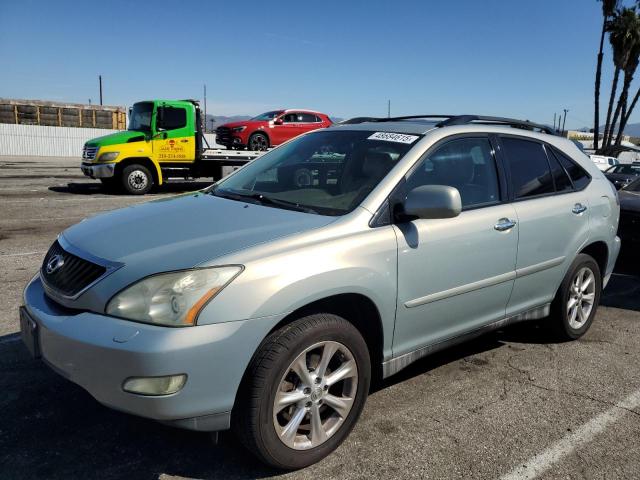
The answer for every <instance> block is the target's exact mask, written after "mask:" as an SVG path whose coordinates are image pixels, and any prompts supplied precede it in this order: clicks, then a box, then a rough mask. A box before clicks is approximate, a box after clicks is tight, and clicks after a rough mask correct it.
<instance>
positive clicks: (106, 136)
mask: <svg viewBox="0 0 640 480" xmlns="http://www.w3.org/2000/svg"><path fill="white" fill-rule="evenodd" d="M203 121H204V118H203V115H202V113H201V110H200V105H199V104H198V102H197V101H196V100H149V101H142V102H138V103H135V104H134V105H133V107H132V108H131V109H130V113H129V126H128V128H127V130H125V131H121V132H116V133H112V134H110V135H105V136H103V137H98V138H93V139H91V140H89V141H88V142H86V143H85V145H84V148H83V151H82V165H81V167H80V168H81V169H82V172H83V173H84V174H85V175H86V176H88V177H91V178H97V179H100V181H101V182H102V183H103V184H104V185H105V186H106V187H107V188H109V189H112V190H122V191H124V192H126V193H130V194H133V195H143V194H145V193H147V192H149V191H150V190H151V188H153V187H154V186H157V185H162V184H164V183H166V182H167V181H168V180H169V179H173V178H179V179H182V180H184V179H192V178H200V177H212V178H213V180H214V181H215V180H219V179H220V178H222V176H223V175H224V173H226V171H225V167H228V168H231V169H233V168H237V167H240V166H242V165H244V164H246V163H247V162H249V161H251V160H253V159H254V158H256V157H258V156H260V155H261V154H262V153H264V152H258V151H256V152H254V151H236V150H221V149H212V148H210V146H209V144H208V143H207V140H206V138H205V137H204V134H203V129H202V125H203ZM205 145H206V148H205Z"/></svg>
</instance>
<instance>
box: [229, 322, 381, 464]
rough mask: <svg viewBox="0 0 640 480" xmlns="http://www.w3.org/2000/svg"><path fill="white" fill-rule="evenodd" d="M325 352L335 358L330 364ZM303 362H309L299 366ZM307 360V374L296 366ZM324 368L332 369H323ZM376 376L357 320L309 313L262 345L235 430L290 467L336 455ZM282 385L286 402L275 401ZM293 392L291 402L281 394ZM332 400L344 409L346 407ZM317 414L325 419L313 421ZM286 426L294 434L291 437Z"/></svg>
mask: <svg viewBox="0 0 640 480" xmlns="http://www.w3.org/2000/svg"><path fill="white" fill-rule="evenodd" d="M330 352H331V353H330ZM325 353H327V354H328V355H327V357H328V358H329V360H330V361H328V365H327V366H326V368H323V367H322V364H321V359H322V357H323V354H325ZM298 361H300V362H304V363H303V364H300V363H298V364H297V368H296V367H294V365H293V364H294V362H298ZM302 365H306V367H307V369H306V370H307V373H306V374H302V376H307V378H306V381H305V380H302V376H301V375H298V374H297V373H295V372H294V368H295V369H296V370H297V371H300V372H302V371H303V370H301V369H302V368H303V367H302ZM345 365H349V366H348V367H347V366H345ZM354 366H355V368H354ZM310 368H314V369H315V370H311V371H310V370H309V369H310ZM340 368H343V370H340ZM320 370H324V372H325V374H324V375H323V374H322V373H320V375H318V374H317V373H316V371H317V372H320ZM338 371H340V372H347V373H346V374H345V375H348V376H345V377H343V378H342V379H341V380H337V381H336V377H335V376H333V377H332V375H333V374H335V373H336V372H338ZM326 372H329V373H326ZM318 379H319V380H318ZM370 379H371V365H370V361H369V351H368V348H367V345H366V343H365V341H364V339H363V338H362V336H361V335H360V332H358V330H357V329H356V328H355V327H354V326H353V325H352V324H351V323H349V322H348V321H346V320H345V319H343V318H341V317H338V316H336V315H330V314H314V315H309V316H307V317H303V318H301V319H299V320H296V321H295V322H293V323H291V324H289V325H286V326H284V327H282V328H281V329H279V330H277V331H275V332H273V333H272V334H270V335H269V336H268V337H267V338H266V339H265V340H264V341H263V342H262V344H261V345H260V347H259V348H258V350H257V352H256V354H255V355H254V357H253V359H252V361H251V363H250V365H249V367H248V369H247V371H246V373H245V376H244V379H243V382H242V386H241V388H240V390H239V393H238V398H237V401H236V405H235V406H234V409H233V413H232V429H233V430H234V432H235V434H236V435H237V436H238V438H239V439H240V441H241V443H243V444H244V445H245V447H247V449H249V450H250V451H251V452H252V453H253V454H254V455H256V456H257V457H258V458H259V459H260V460H262V461H263V462H265V463H267V464H269V465H271V466H273V467H276V468H280V469H286V470H293V469H298V468H303V467H306V466H308V465H311V464H313V463H316V462H318V461H319V460H321V459H323V458H324V457H326V456H327V455H329V454H330V453H331V452H333V450H335V449H336V448H337V447H338V446H339V445H340V444H341V443H342V441H343V440H344V439H345V438H346V437H347V436H348V435H349V433H350V432H351V429H352V428H353V427H354V425H355V423H356V421H357V420H358V418H359V416H360V413H361V412H362V409H363V407H364V403H365V401H366V399H367V395H368V392H369V384H370ZM329 383H331V385H330V386H329ZM278 392H280V395H279V397H280V398H281V399H282V402H283V403H282V405H285V406H284V407H282V406H281V407H280V409H277V408H276V407H275V400H276V394H277V393H278ZM287 392H289V393H292V394H294V395H290V398H289V400H288V401H285V396H284V395H282V394H283V393H287ZM340 397H342V398H340ZM336 399H338V400H337V401H336ZM333 405H342V406H343V407H344V409H342V408H340V410H341V413H339V412H338V410H337V409H334V406H333ZM349 405H350V406H349ZM315 415H318V416H317V417H315ZM312 418H319V419H320V423H319V424H315V425H312ZM296 420H297V422H296ZM294 424H296V425H298V426H297V428H296V427H294V428H295V429H294V428H291V427H292V425H294ZM287 427H290V428H287ZM320 430H322V432H324V435H322V432H321V431H320ZM287 431H289V432H292V433H293V435H288V436H287V435H286V432H287ZM315 432H318V434H319V435H317V436H316V434H315Z"/></svg>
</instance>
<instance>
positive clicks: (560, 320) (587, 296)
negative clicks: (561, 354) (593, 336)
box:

────────

▶ **TASK OBJECTIVE**
Your task is to restate word for word the lines from the top of the data to the line containing "box: [229, 322, 381, 464]", both ends included, with every picture left out.

▶ **RESULT**
The answer for every <instance> block is the target's exact mask, written after "mask:" as an SVG path whose coordinates are image pixels, and any prompts supplied precede it in this order: clicks, then a box, then a rough mask. A box before clicks is approximate, a box after clicks is tight, and clicks after a rough mask correct it.
<instance>
positive clicks: (106, 136)
mask: <svg viewBox="0 0 640 480" xmlns="http://www.w3.org/2000/svg"><path fill="white" fill-rule="evenodd" d="M203 121H204V118H203V115H202V113H201V110H200V105H199V104H198V102H197V101H196V100H149V101H142V102H138V103H135V104H134V105H133V107H132V108H131V109H130V113H129V126H128V128H127V130H125V131H121V132H116V133H112V134H110V135H105V136H103V137H98V138H93V139H91V140H89V141H88V142H86V143H85V145H84V148H83V151H82V165H81V167H80V168H81V169H82V172H83V173H84V174H85V175H86V176H88V177H91V178H97V179H100V181H101V182H102V183H103V184H104V185H105V186H106V187H107V188H109V189H112V190H122V191H124V192H126V193H130V194H133V195H143V194H145V193H147V192H149V191H150V190H151V188H153V187H154V186H157V185H162V184H164V183H166V182H167V181H168V180H169V179H173V178H179V179H182V180H184V179H192V178H200V177H212V178H213V180H214V181H215V180H219V179H220V178H222V176H223V175H224V173H226V171H225V167H228V168H231V169H233V168H237V167H240V166H242V165H244V164H246V163H247V162H249V161H251V160H253V159H254V158H256V157H258V156H260V155H261V154H262V153H264V152H258V151H256V152H254V151H236V150H221V149H212V148H210V146H209V144H208V143H207V140H206V138H205V137H204V134H203V129H202V125H203ZM205 145H206V148H205Z"/></svg>
</instance>
<instance>
box: [229, 322, 381, 464]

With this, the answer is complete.